» **GIVEN PASSAGE**
----
Indian poet and lyricist

John Aguiar is an Indian Konkani poet, writer, lyricist and journalist. His songs have been broadcast over the All India Radio network, mainly in Goa and on CDs.

==Personal life==
Professionally, Aguiar was an officer with the Government of Goa's Department of Information and Publicity. He has been a journalist since his college days, associated with newspapers such as O Heraldo, West Coast Times, and others.

He was also Honorary Company Commander of Home Guards at Panaji and is listed in Vandana Seth”s book, 200 famous persons of Goa.

==Career==
===Music===
His song Viva Carnival, musically composed and sung by Mukesh Ghatwal was chosen as the Goa carnival theme song in the year 2012. In November 2011, he was a contributor to 'Swatantra Goa', a patriotic album consisting five Konkani and three Marathi songs produced by Buyao Theatres Goem.

Aguiar wrote a bhakti geet (devotional hymn) on Lord Ganesha which was also composed and music arranged and sung by Mukesh Ghatwal, a first of its kind in Konkani language.

Apart from All India Radio, his songs are in popular on CDs like Valley of Colorz, Ek Natem, Buyao Rocks so also devotional CDs like Grateful to Jesus and Hey, Damodara by well-known music composer Siddhnath Buyao. One of his songs is on Lord Damodar, the popular deity of Margao in South Goa, a single solo was composed by Dilip Vaze and sung by Samiksha Bhobe.

He has been on the cast of the film Planning Devachem, which had its premier in January 2018 in Margao, Goa.

===Poetry===
He has written four books of Konkani poems and one English book of essays. Presently, he is working on another book in the Roman script Konkani. Has also written several articles on social themes on local newspapers. He was nominated for the best lyrics award at the Kalangan at Mangalore, for the World Konkani Music Awards in 2010.

==Awards==

Aguiar won the Gulab Writer of the Year Award in 2011. He has been a recipient of The Navhind Times Ex-NCC Achiever Award for Literature in 2012, and is an Honorary Company Commander of the Home Guards organisation. He bagged "Goa Chief Minister's Gold Medal" for Meritorious Services in the Home Guards in December 2007. Aguiar bagged Konkani Bhasha Mandal's Rock Barreto Literary Award in the year 2017 for his book Olyo Yadi.

He won the Presidents Medal for Home Guards and Civil Defence for Distinguished Services in 2012. In 2013, he received a commendation from Director General of Civil Defence, Ministry of Home New Delhi for his services in Home Guards and Civil Defence Organisation.
----
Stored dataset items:

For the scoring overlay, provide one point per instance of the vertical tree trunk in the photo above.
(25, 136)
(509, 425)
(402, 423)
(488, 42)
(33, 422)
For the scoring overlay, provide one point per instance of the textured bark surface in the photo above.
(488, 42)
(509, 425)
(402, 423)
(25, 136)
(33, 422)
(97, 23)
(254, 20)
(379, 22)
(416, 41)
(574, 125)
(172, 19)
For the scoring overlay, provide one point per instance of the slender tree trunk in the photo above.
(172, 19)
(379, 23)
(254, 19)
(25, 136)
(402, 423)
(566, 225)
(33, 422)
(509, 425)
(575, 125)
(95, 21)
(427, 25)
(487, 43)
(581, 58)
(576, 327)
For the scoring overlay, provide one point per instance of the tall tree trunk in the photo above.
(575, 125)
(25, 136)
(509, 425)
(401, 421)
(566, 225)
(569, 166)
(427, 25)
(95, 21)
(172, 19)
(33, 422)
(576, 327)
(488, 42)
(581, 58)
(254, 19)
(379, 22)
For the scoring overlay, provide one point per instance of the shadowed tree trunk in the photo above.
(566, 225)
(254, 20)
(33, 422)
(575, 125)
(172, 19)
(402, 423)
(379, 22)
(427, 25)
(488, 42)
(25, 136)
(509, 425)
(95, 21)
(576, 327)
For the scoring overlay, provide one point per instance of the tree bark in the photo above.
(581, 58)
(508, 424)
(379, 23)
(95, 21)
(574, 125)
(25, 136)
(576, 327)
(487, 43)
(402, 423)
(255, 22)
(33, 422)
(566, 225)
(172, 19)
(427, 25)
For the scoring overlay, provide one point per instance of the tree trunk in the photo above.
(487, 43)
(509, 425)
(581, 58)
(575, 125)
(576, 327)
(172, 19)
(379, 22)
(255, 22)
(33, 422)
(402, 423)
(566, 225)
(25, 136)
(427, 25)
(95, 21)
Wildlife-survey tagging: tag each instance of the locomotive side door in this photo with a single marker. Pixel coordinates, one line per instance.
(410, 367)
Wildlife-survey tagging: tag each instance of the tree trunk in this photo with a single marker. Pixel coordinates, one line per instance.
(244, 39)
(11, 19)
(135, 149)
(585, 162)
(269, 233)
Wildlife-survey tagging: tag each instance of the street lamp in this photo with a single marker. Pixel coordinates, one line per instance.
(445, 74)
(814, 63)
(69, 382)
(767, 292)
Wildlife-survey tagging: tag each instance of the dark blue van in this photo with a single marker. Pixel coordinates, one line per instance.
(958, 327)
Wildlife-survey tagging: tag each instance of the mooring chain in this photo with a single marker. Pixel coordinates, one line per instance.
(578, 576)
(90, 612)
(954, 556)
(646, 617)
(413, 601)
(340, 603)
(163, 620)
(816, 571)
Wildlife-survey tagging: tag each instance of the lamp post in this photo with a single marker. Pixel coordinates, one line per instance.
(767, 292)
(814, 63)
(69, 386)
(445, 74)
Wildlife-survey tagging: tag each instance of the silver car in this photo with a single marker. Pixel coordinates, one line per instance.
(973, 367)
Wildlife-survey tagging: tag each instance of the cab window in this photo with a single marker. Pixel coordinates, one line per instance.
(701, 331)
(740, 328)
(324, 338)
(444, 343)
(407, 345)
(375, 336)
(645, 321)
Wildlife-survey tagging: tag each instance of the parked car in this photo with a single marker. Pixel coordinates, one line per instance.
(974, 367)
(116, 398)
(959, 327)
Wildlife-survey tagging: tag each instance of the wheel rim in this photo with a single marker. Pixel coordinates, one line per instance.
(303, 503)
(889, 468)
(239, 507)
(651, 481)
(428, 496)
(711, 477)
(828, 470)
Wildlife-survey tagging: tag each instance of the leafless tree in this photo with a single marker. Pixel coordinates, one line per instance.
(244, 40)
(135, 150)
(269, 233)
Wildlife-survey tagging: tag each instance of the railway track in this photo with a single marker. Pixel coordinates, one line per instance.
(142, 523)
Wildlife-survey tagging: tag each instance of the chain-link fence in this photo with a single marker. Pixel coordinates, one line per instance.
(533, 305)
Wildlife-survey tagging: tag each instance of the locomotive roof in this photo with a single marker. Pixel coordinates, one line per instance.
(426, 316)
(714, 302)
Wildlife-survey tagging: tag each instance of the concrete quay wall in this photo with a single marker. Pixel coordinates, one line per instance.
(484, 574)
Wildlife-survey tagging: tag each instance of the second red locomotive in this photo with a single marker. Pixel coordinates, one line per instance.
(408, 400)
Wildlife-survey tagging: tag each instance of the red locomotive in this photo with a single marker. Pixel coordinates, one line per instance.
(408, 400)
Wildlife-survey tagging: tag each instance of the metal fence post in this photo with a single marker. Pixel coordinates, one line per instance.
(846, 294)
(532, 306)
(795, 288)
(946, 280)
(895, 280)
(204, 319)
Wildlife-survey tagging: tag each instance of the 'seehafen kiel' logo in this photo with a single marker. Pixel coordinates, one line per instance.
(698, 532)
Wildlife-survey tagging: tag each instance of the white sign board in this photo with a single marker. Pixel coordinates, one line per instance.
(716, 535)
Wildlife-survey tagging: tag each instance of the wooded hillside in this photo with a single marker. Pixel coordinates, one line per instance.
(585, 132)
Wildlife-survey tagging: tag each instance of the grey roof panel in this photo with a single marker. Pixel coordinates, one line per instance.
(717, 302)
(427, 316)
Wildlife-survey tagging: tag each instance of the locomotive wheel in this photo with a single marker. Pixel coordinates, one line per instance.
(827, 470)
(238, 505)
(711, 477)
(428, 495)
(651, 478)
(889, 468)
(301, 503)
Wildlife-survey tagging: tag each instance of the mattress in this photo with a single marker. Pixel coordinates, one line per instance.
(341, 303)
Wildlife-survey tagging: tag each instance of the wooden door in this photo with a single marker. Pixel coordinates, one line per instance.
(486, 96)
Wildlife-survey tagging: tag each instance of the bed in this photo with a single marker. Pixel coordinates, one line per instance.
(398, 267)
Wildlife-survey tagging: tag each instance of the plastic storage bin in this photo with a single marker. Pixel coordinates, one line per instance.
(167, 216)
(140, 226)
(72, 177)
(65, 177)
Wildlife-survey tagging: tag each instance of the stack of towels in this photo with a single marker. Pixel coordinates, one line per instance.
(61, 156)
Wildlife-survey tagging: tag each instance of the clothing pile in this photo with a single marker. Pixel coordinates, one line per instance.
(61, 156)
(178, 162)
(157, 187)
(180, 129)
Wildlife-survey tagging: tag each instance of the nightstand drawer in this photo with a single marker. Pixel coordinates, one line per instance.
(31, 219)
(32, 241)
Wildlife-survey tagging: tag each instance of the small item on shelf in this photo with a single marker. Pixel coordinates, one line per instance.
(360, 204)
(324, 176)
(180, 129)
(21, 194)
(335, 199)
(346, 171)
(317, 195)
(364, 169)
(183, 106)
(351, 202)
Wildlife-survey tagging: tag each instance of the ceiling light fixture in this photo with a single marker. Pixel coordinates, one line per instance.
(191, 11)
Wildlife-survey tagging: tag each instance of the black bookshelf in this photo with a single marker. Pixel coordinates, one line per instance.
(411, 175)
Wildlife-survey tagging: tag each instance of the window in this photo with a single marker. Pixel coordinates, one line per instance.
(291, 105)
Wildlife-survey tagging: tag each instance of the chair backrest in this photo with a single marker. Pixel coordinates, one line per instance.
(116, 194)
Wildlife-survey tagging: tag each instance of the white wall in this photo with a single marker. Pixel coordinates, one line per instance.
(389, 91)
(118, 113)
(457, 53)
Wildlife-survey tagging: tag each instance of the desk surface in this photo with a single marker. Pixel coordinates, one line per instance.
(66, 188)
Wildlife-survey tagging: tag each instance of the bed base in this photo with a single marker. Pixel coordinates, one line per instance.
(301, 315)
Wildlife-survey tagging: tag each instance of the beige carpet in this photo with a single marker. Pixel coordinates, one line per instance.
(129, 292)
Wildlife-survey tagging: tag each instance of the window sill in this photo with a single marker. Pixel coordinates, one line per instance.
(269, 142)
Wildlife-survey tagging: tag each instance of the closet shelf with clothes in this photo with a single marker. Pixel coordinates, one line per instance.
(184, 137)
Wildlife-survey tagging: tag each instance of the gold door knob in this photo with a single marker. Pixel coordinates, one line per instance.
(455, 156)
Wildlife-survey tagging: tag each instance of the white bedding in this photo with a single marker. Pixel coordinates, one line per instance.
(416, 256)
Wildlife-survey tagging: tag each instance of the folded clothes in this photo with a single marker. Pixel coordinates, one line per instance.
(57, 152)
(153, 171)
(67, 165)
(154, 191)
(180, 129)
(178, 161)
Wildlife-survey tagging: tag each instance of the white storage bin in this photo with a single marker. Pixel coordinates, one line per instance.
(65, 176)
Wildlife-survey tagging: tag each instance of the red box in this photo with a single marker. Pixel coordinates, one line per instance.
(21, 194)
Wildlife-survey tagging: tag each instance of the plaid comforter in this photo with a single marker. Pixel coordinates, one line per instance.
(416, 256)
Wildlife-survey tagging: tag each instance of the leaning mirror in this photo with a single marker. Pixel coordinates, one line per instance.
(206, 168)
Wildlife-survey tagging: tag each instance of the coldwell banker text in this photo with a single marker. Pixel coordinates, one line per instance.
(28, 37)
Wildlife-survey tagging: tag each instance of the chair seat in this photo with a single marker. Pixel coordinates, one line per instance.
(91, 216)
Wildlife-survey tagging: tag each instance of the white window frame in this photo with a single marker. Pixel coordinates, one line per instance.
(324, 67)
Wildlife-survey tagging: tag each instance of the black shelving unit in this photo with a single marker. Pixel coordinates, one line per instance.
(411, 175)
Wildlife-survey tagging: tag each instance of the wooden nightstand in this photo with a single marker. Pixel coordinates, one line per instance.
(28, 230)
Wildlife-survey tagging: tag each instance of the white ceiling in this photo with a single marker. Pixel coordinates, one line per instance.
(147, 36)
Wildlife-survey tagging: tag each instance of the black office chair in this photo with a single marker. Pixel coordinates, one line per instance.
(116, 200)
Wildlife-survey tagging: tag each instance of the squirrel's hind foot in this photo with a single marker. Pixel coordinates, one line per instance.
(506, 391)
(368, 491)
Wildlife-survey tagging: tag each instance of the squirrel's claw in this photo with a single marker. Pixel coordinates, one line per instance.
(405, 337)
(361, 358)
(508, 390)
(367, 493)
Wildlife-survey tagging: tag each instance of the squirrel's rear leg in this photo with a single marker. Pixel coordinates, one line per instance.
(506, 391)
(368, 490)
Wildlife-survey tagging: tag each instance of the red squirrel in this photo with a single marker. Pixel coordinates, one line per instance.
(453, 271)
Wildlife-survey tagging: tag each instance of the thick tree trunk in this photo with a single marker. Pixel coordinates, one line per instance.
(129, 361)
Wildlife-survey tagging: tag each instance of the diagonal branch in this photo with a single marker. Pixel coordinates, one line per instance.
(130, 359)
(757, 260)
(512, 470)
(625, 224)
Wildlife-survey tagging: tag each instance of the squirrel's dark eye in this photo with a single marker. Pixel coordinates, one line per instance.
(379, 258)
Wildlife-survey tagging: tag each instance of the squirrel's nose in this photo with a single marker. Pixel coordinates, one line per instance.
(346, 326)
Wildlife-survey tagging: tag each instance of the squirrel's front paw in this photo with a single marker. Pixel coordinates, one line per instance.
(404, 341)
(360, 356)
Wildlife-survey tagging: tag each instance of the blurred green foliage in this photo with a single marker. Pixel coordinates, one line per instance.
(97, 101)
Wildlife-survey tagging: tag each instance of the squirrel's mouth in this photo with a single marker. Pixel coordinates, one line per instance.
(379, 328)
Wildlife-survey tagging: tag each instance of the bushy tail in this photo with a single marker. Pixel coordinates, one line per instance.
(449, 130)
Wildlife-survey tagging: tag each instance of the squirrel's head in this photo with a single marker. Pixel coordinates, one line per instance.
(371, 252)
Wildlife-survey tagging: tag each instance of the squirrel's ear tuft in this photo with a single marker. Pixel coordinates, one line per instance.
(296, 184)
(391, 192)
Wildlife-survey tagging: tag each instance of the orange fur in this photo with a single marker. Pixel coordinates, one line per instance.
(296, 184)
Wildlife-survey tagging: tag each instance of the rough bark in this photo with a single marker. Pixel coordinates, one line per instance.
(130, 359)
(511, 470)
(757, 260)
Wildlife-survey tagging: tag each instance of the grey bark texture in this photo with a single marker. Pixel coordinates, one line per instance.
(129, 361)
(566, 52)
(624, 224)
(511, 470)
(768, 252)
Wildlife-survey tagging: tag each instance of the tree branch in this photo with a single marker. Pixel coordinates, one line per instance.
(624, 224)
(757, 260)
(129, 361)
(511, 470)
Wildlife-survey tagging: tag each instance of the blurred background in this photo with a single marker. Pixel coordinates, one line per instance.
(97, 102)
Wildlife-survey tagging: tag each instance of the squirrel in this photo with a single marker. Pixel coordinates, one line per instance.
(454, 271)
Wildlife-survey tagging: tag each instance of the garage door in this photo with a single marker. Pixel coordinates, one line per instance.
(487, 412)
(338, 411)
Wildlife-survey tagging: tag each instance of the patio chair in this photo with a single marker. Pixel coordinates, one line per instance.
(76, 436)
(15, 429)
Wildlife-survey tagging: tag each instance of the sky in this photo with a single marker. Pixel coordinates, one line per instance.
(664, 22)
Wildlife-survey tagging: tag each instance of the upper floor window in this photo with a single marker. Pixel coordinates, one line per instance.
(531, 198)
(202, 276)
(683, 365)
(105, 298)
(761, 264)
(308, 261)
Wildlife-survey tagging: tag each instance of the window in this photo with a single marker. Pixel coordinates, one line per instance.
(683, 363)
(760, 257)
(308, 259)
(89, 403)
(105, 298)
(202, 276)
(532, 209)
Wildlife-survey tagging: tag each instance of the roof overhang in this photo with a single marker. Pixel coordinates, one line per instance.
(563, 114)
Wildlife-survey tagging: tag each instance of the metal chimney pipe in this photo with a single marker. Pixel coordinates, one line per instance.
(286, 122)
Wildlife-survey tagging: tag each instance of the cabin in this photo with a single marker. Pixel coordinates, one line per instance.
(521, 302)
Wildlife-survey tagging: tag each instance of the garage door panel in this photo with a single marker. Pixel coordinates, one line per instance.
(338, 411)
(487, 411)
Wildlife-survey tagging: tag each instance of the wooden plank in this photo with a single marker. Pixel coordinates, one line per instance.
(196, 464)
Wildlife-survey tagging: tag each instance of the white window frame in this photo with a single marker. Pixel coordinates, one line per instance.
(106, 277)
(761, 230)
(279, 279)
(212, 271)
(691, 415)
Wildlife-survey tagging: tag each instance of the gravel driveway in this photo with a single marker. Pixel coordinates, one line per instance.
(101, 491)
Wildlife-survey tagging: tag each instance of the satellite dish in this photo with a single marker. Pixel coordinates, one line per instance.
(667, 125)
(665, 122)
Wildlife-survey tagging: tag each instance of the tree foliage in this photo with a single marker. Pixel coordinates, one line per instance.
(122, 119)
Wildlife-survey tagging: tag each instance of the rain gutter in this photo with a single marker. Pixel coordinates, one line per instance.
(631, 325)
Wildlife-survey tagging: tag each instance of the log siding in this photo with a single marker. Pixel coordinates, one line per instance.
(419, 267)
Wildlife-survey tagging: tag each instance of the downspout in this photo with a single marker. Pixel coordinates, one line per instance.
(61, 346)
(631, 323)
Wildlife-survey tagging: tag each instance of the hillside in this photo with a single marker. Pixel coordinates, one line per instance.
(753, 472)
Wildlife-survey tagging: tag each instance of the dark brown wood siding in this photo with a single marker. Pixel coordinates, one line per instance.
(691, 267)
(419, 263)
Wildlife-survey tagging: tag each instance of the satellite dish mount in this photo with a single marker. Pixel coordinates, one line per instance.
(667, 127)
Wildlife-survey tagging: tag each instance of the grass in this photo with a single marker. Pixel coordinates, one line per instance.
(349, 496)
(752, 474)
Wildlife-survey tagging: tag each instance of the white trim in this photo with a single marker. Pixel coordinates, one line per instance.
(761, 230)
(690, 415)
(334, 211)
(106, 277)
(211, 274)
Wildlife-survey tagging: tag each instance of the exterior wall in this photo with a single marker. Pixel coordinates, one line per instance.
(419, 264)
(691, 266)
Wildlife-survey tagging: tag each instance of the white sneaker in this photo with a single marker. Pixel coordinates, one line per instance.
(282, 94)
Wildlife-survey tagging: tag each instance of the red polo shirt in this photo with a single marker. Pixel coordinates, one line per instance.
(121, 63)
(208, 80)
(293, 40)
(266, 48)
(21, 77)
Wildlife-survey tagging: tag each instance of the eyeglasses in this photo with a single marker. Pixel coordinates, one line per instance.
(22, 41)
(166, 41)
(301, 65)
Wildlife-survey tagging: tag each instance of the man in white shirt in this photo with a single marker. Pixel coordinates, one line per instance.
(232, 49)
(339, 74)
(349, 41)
----
» **PROBLEM SET**
[1] List every CD that the text on John Aguiar names as carrying his songs.
[2] Print the text on John Aguiar word for word from "He has been on" to "his book Olyo Yadi.".

» **TASK RESULTS**
[1] Valley of Colorz, Ek Natem, Buyao Rocks, Grateful to Jesus, Hey, Damodara

[2]
He has been on the cast of the film Planning Devachem, which had its premier in January 2018 in Margao, Goa.

===Poetry===
He has written four books of Konkani poems and one English book of essays. Presently, he is working on another book in the Roman script Konkani. Has also written several articles on social themes on local newspapers. He was nominated for the best lyrics award at the Kalangan at Mangalore, for the World Konkani Music Awards in 2010.

==Awards==

Aguiar won the Gulab Writer of the Year Award in 2011. He has been a recipient of The Navhind Times Ex-NCC Achiever Award for Literature in 2012, and is an Honorary Company Commander of the Home Guards organisation. He bagged "Goa Chief Minister's Gold Medal" for Meritorious Services in the Home Guards in December 2007. Aguiar bagged Konkani Bhasha Mandal's Rock Barreto Literary Award in the year 2017 for his book Olyo Yadi.